↓

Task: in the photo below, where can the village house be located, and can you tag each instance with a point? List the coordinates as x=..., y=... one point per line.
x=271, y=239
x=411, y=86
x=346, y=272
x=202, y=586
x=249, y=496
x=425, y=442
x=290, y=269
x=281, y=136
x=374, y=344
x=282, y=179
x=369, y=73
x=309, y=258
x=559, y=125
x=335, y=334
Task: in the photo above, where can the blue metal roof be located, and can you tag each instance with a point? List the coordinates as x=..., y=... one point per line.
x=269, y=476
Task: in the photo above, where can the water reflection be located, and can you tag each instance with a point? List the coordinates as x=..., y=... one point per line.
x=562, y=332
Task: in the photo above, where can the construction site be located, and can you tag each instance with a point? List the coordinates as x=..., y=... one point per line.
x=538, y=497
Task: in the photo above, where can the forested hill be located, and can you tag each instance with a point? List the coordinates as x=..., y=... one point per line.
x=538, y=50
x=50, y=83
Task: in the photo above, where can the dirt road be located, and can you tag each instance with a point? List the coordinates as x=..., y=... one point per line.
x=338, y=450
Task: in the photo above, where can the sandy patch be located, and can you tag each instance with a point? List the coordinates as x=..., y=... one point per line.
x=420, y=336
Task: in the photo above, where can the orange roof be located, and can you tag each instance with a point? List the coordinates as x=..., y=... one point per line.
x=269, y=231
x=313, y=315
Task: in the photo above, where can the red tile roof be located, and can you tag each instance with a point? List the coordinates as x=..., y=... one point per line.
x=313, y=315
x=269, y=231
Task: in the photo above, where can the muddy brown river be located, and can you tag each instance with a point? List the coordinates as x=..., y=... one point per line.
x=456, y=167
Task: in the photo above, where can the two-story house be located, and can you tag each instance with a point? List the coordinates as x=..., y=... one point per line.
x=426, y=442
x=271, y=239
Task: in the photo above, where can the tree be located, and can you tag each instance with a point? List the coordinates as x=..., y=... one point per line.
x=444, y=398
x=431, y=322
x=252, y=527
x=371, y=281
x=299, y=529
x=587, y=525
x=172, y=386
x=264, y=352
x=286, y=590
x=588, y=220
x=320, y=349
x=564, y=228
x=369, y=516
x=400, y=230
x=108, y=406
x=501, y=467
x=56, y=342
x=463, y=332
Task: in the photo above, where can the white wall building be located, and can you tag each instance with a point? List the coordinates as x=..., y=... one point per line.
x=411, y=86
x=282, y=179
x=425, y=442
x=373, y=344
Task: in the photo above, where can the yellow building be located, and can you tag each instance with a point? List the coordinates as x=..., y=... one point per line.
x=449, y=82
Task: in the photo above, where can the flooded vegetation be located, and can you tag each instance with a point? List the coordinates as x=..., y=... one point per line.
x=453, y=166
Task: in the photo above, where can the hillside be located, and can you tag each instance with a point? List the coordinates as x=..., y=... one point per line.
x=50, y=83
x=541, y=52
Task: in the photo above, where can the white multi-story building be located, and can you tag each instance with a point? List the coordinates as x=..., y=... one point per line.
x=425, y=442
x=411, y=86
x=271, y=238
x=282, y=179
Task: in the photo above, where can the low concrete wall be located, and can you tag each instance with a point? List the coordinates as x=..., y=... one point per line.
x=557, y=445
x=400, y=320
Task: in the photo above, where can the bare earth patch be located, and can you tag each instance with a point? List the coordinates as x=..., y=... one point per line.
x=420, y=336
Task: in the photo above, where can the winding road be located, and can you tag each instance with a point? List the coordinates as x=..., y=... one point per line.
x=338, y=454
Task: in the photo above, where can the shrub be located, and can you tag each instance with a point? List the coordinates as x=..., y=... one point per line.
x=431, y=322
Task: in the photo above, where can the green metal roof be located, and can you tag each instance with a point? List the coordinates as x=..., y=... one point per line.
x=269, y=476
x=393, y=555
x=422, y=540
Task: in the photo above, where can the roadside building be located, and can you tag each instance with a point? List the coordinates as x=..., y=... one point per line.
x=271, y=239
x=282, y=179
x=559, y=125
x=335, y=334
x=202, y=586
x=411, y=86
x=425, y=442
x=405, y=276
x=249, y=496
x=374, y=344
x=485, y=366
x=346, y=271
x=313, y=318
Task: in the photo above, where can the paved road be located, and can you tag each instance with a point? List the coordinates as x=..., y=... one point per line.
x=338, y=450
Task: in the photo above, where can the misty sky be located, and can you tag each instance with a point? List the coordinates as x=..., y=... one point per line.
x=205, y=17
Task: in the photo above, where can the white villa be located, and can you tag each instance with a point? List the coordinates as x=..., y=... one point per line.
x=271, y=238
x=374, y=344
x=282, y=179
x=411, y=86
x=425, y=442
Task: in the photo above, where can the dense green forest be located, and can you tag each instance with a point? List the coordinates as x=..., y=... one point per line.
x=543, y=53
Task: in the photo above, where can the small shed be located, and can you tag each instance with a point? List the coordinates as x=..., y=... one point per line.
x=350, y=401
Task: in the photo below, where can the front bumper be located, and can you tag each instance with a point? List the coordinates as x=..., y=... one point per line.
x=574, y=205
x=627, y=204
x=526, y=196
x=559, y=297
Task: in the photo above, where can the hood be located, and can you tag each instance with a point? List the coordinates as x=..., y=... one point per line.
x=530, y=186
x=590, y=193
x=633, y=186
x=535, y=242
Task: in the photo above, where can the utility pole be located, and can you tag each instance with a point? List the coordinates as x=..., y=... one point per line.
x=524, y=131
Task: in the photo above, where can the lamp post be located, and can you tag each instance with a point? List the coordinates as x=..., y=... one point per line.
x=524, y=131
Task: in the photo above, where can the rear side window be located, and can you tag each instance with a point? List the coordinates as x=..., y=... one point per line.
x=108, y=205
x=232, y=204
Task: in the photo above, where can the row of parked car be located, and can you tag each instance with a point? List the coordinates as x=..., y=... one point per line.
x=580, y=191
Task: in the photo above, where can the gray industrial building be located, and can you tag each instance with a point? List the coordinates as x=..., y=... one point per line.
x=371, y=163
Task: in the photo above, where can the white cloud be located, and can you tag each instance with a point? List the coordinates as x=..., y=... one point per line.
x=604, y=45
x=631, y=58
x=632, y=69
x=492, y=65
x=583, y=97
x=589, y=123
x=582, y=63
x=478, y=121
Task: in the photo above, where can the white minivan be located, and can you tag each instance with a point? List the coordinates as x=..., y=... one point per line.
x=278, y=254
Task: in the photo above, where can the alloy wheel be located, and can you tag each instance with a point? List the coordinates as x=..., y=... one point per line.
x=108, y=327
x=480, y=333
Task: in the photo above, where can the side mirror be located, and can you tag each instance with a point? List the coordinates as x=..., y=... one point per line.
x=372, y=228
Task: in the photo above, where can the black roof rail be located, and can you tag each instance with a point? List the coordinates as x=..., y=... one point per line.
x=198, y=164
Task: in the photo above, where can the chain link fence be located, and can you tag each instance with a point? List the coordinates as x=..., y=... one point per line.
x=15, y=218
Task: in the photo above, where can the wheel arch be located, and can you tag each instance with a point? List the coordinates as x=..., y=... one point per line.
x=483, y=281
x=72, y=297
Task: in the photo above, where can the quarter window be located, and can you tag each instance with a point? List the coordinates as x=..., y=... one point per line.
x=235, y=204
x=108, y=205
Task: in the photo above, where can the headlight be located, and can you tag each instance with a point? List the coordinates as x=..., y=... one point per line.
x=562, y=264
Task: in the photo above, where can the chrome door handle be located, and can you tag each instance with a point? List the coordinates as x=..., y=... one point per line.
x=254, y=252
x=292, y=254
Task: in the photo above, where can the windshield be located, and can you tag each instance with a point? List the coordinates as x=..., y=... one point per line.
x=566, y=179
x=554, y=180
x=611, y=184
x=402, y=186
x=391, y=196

↑

- Required task: Retype the listing above verbatim, everything from the line containing "Task: in the photo above, where can the bare" down to the line containing "x=205, y=17", with both of those lines included.

- Written response:
Task: in the photo above, where can the bare earth patch be located, and can you tag each instance with a point? List the coordinates as x=..., y=... one point per line.
x=420, y=336
Task: in the photo above, where can the winding road be located, and can you tag each instance with a point? List the coordinates as x=..., y=... one point per line.
x=338, y=454
Task: in the photo above, where can the shrub be located, and can you tag each instance with a point? List the coordinates as x=..., y=... one point per line.
x=431, y=322
Task: in the photo above, where can the green metal roof be located, and can you tag each instance with a point? List the coordinates as x=..., y=... one point per line.
x=269, y=476
x=393, y=555
x=422, y=540
Task: in the photo above, where can the roadside building be located, and can you tag each instance with a point? List the coordinates as x=..., y=... one point per line.
x=271, y=239
x=282, y=179
x=559, y=125
x=335, y=334
x=202, y=586
x=411, y=86
x=425, y=442
x=405, y=276
x=249, y=496
x=374, y=344
x=485, y=366
x=346, y=271
x=313, y=318
Task: in the photo above, where can the paved road be located, and can you tag each instance with a point? List the coordinates as x=..., y=... one point per line.
x=338, y=450
Task: in the photo above, where can the misty sky be located, and can you tag each instance with a point? List the coordinates as x=..., y=... one point per line.
x=205, y=17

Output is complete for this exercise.